Exercise —
Rewrite the records from the very start down to the line containing "Query: metal towel bar bracket", swapping "boundary" for "edge" and changing nothing else. Leave the pictures out of your answer.

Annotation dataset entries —
+++++

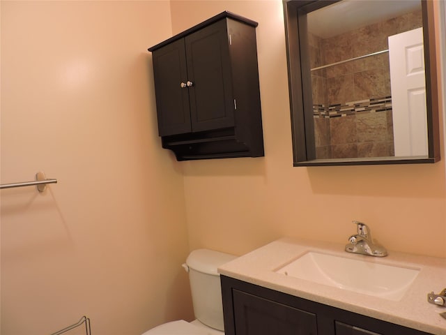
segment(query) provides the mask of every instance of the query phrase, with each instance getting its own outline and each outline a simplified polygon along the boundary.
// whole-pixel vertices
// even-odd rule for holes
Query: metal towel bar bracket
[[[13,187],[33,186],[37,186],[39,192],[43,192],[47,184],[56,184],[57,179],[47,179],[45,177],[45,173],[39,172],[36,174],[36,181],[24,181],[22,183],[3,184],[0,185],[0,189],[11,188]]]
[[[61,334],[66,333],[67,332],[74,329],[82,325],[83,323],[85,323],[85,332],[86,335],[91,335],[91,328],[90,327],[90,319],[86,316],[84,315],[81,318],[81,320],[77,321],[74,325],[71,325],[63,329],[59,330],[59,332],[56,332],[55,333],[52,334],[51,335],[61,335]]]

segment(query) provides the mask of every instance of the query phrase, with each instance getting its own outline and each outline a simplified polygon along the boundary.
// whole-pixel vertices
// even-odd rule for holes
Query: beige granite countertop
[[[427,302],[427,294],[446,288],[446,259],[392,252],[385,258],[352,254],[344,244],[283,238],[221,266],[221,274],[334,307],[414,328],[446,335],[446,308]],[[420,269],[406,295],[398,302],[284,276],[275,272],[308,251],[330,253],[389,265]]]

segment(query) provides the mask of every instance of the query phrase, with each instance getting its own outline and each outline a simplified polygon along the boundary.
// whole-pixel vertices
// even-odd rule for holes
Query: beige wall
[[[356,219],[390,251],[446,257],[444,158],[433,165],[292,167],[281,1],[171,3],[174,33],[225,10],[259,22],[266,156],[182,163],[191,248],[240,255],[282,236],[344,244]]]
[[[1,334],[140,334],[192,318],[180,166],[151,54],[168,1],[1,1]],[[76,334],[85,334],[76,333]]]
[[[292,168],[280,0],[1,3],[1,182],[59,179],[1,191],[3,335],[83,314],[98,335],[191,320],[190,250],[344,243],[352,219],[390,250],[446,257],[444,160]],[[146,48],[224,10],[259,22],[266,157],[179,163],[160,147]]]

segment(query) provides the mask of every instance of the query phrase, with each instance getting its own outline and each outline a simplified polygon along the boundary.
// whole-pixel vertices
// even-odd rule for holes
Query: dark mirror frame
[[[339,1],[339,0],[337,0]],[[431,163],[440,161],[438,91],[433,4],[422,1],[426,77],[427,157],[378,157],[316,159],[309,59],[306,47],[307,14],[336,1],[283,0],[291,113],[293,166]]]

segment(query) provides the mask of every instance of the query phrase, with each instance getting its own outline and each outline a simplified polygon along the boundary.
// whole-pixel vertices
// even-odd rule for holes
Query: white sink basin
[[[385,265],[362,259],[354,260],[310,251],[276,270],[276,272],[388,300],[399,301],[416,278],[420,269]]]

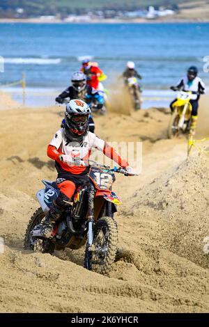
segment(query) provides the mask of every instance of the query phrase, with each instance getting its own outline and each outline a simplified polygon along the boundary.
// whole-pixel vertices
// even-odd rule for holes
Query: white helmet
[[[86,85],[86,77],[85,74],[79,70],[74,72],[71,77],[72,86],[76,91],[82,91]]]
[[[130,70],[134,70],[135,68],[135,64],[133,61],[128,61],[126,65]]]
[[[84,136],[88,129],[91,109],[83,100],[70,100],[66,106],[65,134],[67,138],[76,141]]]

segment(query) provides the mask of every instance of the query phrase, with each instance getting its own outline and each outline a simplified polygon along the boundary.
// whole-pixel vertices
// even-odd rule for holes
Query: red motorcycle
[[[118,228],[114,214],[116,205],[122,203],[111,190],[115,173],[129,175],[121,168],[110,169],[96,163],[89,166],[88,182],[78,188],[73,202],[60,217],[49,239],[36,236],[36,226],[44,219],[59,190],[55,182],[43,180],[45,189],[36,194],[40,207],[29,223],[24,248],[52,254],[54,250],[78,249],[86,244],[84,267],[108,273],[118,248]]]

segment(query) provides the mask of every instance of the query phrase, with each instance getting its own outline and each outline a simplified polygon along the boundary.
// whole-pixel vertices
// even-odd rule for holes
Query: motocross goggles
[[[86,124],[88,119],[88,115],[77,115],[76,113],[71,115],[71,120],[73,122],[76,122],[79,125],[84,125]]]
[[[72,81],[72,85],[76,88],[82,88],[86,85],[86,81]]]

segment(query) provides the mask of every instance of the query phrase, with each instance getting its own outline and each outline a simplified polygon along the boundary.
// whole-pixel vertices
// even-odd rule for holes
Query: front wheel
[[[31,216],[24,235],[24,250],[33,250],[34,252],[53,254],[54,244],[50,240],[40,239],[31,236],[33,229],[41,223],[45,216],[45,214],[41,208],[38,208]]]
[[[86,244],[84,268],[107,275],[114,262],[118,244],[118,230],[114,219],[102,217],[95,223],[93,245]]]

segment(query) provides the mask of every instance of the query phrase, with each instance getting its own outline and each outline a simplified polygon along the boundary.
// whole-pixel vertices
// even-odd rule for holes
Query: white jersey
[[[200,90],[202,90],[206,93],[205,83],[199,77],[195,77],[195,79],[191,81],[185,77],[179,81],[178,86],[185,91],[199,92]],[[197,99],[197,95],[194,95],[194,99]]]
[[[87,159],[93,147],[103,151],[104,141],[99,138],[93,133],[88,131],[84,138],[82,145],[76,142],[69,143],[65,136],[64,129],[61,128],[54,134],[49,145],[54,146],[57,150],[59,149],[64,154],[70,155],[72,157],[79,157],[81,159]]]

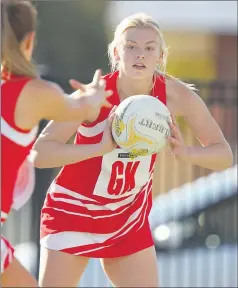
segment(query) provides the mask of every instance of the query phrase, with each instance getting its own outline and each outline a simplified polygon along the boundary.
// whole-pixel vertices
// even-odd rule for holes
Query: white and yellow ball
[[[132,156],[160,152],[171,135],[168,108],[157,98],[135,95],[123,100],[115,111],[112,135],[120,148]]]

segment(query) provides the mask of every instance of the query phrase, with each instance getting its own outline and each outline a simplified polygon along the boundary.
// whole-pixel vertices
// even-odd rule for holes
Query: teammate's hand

+++++

Solution for this problem —
segment(query) provides the mask of every instance of the query phrase, with each instance getting its own outline and each outline a simplified polygon along the edge.
// whole-pixel vertices
// even-odd rule for holes
Query: metal towel bar bracket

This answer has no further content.